| Stated goal |
List each line in the data below that contains the word "mountain".

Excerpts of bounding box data
* * * * *

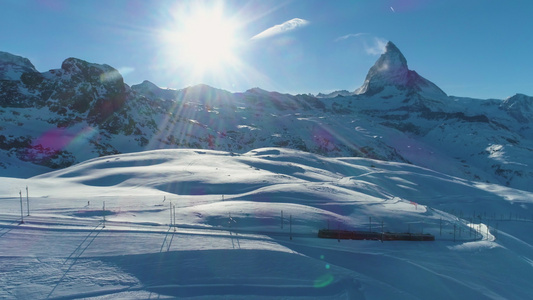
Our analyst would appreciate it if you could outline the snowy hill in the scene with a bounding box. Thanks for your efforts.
[0,42,533,191]
[0,148,533,299]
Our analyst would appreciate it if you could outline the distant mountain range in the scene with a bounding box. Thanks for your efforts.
[0,42,533,191]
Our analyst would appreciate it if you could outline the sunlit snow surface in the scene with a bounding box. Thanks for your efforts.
[0,148,533,299]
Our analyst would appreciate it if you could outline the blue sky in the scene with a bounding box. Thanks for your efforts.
[0,0,533,99]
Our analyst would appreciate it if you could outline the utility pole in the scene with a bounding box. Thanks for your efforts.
[26,186,30,217]
[289,215,292,240]
[169,200,172,227]
[102,201,105,228]
[173,205,176,232]
[19,191,24,224]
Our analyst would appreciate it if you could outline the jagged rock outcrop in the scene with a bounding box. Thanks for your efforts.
[0,43,533,190]
[354,42,446,97]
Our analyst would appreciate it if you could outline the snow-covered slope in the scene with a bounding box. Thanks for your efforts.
[0,148,533,299]
[0,42,533,191]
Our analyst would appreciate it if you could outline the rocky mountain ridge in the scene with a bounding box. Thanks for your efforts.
[0,42,533,190]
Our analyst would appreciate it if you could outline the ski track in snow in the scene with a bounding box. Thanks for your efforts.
[0,149,533,299]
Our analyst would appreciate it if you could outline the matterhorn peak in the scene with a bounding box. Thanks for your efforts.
[355,41,446,96]
[371,42,409,73]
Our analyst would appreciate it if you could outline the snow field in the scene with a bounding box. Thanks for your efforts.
[0,148,533,299]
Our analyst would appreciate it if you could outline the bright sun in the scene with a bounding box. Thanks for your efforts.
[160,6,237,77]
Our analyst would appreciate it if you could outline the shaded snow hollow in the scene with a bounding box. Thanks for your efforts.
[0,148,533,299]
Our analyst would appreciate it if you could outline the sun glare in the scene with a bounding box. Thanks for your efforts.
[160,6,237,77]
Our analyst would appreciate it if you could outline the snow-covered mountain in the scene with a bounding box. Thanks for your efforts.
[0,42,533,191]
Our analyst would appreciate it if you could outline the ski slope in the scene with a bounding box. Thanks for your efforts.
[0,148,533,299]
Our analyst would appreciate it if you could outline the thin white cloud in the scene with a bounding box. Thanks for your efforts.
[252,18,309,40]
[364,37,387,55]
[335,32,368,42]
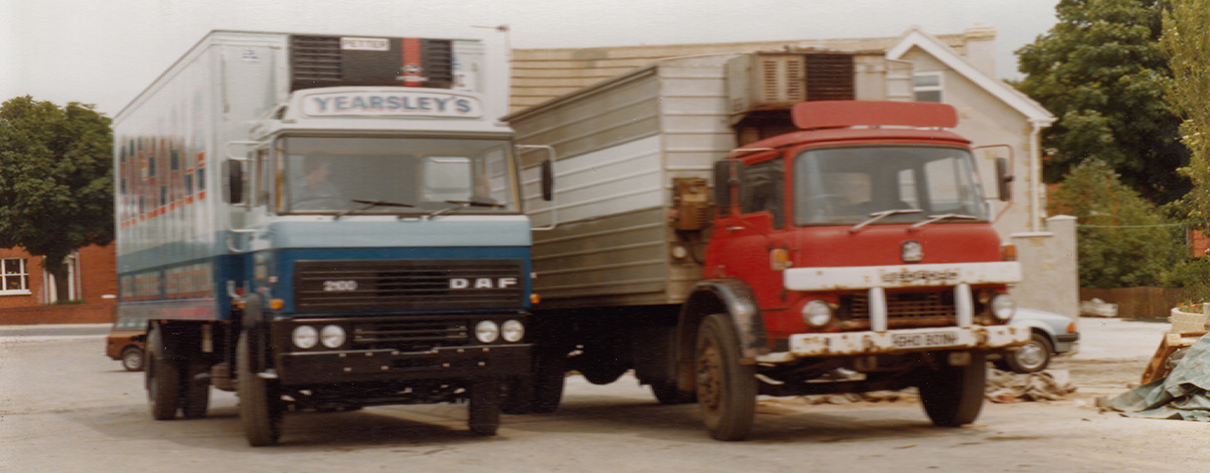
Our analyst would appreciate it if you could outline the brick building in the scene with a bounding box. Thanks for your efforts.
[0,244,117,325]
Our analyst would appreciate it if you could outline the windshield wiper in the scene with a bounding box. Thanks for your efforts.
[336,198,416,220]
[848,208,924,233]
[425,201,505,220]
[908,213,979,231]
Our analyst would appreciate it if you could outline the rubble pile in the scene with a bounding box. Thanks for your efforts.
[1097,336,1210,421]
[985,369,1076,403]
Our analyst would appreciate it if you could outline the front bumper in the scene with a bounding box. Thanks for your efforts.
[277,344,532,385]
[756,325,1030,363]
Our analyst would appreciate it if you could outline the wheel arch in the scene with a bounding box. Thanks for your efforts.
[675,278,770,391]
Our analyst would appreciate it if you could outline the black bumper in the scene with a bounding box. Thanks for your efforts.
[276,344,532,385]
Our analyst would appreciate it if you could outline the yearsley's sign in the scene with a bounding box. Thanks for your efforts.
[303,91,483,119]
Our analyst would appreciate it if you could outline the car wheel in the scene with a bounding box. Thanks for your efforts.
[122,346,143,371]
[1004,333,1054,373]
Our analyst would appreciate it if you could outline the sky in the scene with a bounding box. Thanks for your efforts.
[0,0,1058,116]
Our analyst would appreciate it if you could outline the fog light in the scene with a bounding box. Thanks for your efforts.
[290,325,319,350]
[991,294,1016,322]
[802,299,832,329]
[474,321,500,344]
[319,325,345,348]
[500,321,525,342]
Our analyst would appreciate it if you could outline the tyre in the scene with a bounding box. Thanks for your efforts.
[501,350,567,414]
[466,377,500,435]
[651,381,697,405]
[1004,333,1054,373]
[236,331,282,446]
[145,324,182,421]
[696,313,757,440]
[918,352,987,427]
[121,346,143,371]
[180,363,211,419]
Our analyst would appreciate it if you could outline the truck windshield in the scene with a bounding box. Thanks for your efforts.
[794,145,987,225]
[278,137,518,215]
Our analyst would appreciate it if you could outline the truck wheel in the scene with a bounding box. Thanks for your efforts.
[180,363,211,419]
[466,377,500,435]
[236,331,282,446]
[696,313,757,440]
[918,352,987,427]
[146,324,182,421]
[122,346,143,371]
[1004,333,1054,373]
[651,381,697,405]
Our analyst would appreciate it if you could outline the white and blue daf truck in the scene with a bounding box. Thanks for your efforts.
[114,31,552,445]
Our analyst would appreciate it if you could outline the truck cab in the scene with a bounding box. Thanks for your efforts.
[681,102,1027,439]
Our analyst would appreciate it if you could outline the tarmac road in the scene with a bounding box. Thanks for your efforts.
[0,318,1210,473]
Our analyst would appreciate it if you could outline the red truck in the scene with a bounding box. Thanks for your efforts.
[506,53,1029,440]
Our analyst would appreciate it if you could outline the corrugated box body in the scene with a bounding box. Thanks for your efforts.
[506,54,736,307]
[114,31,507,319]
[114,31,288,318]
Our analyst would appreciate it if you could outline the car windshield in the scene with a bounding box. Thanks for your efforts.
[794,145,987,225]
[278,137,518,215]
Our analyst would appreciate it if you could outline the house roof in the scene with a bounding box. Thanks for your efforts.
[509,27,1055,126]
[509,34,966,113]
[887,27,1055,126]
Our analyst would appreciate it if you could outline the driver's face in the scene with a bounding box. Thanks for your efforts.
[306,162,332,185]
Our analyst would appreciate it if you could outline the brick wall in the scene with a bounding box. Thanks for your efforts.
[0,244,117,325]
[0,300,115,325]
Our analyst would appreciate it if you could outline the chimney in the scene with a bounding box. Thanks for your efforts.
[962,23,996,79]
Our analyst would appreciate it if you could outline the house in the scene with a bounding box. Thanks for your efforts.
[0,244,117,325]
[511,25,1078,317]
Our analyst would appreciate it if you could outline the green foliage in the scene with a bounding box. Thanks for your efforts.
[1160,0,1210,231]
[1050,160,1185,288]
[1015,0,1189,202]
[0,96,114,299]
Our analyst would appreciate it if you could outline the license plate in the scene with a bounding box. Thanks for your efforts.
[891,331,958,348]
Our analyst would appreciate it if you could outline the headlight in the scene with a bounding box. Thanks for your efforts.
[474,321,500,344]
[500,321,525,342]
[991,294,1016,322]
[319,325,345,348]
[802,300,832,329]
[292,325,319,350]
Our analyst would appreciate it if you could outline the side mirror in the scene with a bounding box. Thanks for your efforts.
[714,160,734,217]
[541,160,554,202]
[223,160,246,206]
[996,157,1013,202]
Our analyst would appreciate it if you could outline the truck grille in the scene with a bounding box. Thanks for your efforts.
[841,290,957,324]
[294,259,525,312]
[353,318,471,351]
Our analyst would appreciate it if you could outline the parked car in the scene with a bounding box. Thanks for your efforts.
[995,308,1079,373]
[105,318,148,371]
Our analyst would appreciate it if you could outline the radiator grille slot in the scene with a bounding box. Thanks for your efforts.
[841,290,957,321]
[294,259,525,312]
[353,318,469,351]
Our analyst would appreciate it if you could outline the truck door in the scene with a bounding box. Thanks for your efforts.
[714,155,793,319]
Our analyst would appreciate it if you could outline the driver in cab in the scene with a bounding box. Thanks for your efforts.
[290,155,346,210]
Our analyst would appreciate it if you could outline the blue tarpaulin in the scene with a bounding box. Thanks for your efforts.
[1102,336,1210,421]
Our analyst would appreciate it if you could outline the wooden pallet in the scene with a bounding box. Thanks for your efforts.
[1142,331,1206,385]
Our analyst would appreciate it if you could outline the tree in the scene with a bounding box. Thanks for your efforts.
[1050,160,1185,288]
[1160,0,1210,230]
[0,96,114,300]
[1015,0,1191,203]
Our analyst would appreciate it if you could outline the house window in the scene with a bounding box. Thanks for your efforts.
[911,73,941,103]
[0,258,29,294]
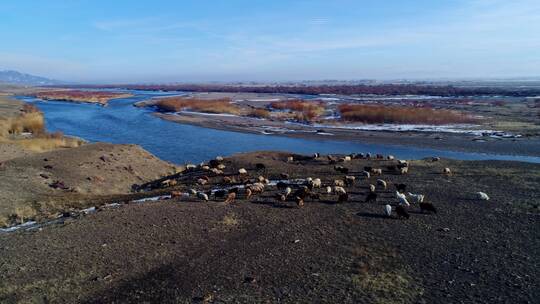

* * * * *

| Answer to this problem |
Our analyst would appreciate it if you could outline the distant mountain range in the scene with a bounding box. Thanks for your efforts.
Our analyst would appreciate it if you could outline the rocky mountain ridge in the scene with a bounding box. Thanks for your efforts.
Our analyst would appreciate it if you could outline the snow-covered mountain in the scene with a bounding box. Thanks for your efforts.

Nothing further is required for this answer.